● **ИСХОДНЫЙ ОТРЫВОК**
Как видите, господа, я то и дело сбиваюсь с одного на другое. Признаться, это входило в мои расчеты. Я боюсь лекций. И не гожусь в лекторы. Как-то нелепо вещать перед аудиторией. Другое дело — беседовать по-дружески. Дружба мне больше по душе, чем менторство.
Как-то, рассказывая о своем посещении Виктора Гюго в Брюсселе, Бодлер сказал: «Гюго пустился в один из тех монологов, которые он называет беседой».
Конечно, приглашать к беседе, стоя на кафедре, не совсем честно. И все же, если я вас запутаю, прерывайте меня, не стесняйтесь, и я постараюсь выразиться яснее, хотя я неважный импровизатор.(...)
Эпоха бывает темной только для темных умов. Наша, как раз потому, что она столь богата, слывет головоломкой. Одни путаются в ней, другие бегут от нее в прошлое, третьи ловят рыбку в мутной воде. И лишь немногие ориентируются в ней. Однако с птичьего полета она видна, как на карте.

● **ПУНКТ ЗАДАНИЯ A**
В отрывке о лекциях и беседах замените «кафедре» на «трибуне» в части от слов «Конечно, приглашать к» до слов «я неважный импровизатор.(...)» включительно. Приведите эту часть целиком.
● **ПУНКТ ЗАДАНИЯ B**
Напишите продолжение отрывка о лекциях и беседах, начиная сразу после его последнего предложения.

● **СОДЕРЖИМОЕ НАБОРА ДАННЫХ**
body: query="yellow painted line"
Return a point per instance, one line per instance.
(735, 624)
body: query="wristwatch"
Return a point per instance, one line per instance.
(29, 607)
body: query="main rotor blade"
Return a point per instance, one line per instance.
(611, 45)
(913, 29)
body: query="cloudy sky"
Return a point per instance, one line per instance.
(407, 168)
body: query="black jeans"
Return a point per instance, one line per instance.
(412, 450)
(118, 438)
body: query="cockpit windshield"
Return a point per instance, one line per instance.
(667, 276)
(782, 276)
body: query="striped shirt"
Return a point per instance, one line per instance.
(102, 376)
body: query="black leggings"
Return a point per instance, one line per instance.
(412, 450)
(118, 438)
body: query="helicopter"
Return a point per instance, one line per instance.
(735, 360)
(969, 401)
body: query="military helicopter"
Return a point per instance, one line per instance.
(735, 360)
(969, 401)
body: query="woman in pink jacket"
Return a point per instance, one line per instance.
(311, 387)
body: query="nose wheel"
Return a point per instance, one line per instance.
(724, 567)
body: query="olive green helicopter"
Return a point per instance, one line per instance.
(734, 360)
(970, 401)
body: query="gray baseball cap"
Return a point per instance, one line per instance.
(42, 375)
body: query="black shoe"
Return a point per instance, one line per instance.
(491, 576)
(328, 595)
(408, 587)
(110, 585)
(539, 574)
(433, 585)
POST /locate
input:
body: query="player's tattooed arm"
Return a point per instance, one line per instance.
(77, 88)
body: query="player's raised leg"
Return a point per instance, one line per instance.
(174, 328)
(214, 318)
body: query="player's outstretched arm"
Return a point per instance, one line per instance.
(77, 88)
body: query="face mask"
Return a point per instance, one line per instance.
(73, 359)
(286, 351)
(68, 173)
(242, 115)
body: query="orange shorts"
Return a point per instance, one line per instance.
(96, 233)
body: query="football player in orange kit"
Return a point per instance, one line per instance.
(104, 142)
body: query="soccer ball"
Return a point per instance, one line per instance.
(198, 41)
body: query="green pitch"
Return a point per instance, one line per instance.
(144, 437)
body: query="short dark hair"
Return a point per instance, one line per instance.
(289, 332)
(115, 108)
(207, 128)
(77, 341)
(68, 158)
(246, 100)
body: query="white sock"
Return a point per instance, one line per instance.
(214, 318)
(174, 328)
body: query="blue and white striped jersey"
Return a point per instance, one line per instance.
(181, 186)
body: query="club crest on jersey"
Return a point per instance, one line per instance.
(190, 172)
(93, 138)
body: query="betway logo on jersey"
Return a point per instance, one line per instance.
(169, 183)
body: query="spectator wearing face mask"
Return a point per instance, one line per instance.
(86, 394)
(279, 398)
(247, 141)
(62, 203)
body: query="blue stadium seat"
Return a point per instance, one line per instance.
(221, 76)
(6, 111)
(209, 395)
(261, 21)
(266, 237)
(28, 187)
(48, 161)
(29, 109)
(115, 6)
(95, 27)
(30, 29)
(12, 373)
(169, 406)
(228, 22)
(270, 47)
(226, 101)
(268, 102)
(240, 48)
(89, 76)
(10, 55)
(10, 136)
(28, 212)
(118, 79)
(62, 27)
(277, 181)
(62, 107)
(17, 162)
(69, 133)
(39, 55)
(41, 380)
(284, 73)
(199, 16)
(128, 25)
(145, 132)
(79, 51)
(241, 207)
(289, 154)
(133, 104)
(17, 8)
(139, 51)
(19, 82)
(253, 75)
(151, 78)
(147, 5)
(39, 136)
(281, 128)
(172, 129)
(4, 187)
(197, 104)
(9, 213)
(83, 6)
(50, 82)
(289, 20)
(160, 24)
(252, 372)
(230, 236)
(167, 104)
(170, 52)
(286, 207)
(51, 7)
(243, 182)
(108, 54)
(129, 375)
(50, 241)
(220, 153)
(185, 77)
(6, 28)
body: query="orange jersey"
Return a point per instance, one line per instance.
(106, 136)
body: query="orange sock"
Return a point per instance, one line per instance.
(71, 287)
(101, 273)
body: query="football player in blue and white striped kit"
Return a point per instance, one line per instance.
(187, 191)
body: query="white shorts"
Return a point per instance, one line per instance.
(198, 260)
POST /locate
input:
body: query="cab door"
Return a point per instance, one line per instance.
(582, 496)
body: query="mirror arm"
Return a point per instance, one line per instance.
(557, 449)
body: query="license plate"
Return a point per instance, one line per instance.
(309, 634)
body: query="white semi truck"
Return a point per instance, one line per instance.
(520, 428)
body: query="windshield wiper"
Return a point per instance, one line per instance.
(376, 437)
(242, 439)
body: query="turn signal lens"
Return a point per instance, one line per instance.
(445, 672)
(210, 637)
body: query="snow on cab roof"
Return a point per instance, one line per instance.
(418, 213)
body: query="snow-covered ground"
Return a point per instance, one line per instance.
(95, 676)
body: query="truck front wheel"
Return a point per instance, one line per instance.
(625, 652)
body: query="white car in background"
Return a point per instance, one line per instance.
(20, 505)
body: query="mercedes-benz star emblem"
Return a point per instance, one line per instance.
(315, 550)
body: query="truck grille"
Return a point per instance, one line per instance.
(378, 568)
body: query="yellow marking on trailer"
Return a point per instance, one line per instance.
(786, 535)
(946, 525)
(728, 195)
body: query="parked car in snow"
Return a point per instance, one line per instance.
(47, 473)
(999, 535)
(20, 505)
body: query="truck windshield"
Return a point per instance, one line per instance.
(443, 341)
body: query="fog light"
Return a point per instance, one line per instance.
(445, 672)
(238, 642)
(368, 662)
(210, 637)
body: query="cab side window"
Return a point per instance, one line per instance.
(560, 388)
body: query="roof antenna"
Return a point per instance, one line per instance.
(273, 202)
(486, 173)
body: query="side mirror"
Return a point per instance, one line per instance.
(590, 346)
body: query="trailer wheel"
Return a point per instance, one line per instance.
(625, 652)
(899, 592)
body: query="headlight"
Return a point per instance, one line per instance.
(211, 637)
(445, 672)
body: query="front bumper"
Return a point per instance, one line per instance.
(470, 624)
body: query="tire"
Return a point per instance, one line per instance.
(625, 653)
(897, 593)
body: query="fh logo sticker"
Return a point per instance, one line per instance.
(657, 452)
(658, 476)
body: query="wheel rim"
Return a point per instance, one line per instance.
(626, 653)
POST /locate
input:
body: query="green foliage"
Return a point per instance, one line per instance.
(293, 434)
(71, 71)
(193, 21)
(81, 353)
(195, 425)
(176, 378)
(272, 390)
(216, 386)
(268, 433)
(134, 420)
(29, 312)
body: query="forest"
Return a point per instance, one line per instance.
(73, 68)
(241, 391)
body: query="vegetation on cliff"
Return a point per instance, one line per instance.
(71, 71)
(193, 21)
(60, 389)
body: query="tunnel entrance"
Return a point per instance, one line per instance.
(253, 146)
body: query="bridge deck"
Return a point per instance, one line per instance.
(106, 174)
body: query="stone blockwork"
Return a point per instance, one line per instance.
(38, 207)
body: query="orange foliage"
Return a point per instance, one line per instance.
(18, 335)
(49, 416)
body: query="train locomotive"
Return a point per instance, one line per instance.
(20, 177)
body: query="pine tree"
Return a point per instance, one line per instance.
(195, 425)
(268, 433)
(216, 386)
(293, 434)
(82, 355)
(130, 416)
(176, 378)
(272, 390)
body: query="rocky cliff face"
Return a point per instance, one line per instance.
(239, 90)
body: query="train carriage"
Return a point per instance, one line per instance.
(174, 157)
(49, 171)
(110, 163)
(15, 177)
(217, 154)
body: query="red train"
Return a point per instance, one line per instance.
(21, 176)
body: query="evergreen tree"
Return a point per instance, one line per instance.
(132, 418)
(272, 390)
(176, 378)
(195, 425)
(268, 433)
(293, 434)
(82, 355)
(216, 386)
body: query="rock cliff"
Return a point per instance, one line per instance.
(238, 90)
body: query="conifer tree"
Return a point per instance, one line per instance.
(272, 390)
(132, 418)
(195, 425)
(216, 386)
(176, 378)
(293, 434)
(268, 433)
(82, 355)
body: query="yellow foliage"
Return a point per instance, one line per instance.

● **ОЖИДАЕМЫЙ ОТВЕТ A**
Конечно, приглашать к беседе, стоя на трибуне, не совсем честно. И все же, если я вас запутаю, прерывайте меня, не стесняйтесь, и я постараюсь выразиться яснее, хотя я неважный импровизатор.(...)

● **ОЖИДАЕМЫЙ ОТВЕТ B**
Кажется, еще Гийом Аполлинер говорил о свете «столь нежном, что можно взглядом проникнуть в самую его глубину». Но сам он умер, не успев насладиться светом. Этот отшельник, осколок восемнадцатого века, жил на бульваре Сен-Жермен в маленькой квартирке, уставленной африканскими статуэтками и увешанной жуткими картинами.
Никто не чувствовал себя так неловко в своей эпохе, как он, выступавший в ее первой шеренге. Он терпел ее, мистифицировал, изящно украшал ее цветами. Но предчувствовал близкий спад. Однажды, когда мы прогуливались с ним возле министерства колоний, где он работал, он признался, до чего ему тошно. Тошно потому, что тот самый модернизм, апостолом которого он себя считал, ужасно раздражал его. Открыв шлюз, он проклинал наводнение: он-де просто хотел пошутить. Его притягательная сила в контрасте: он анархист по долгу и романтик по натуре. Взгляните, как дрожит капля чернил на кончике его пера. Упав на бумагу, она расплывается в пятно-звезду. Творения этого великого поэта подобны таким изысканным кляксам.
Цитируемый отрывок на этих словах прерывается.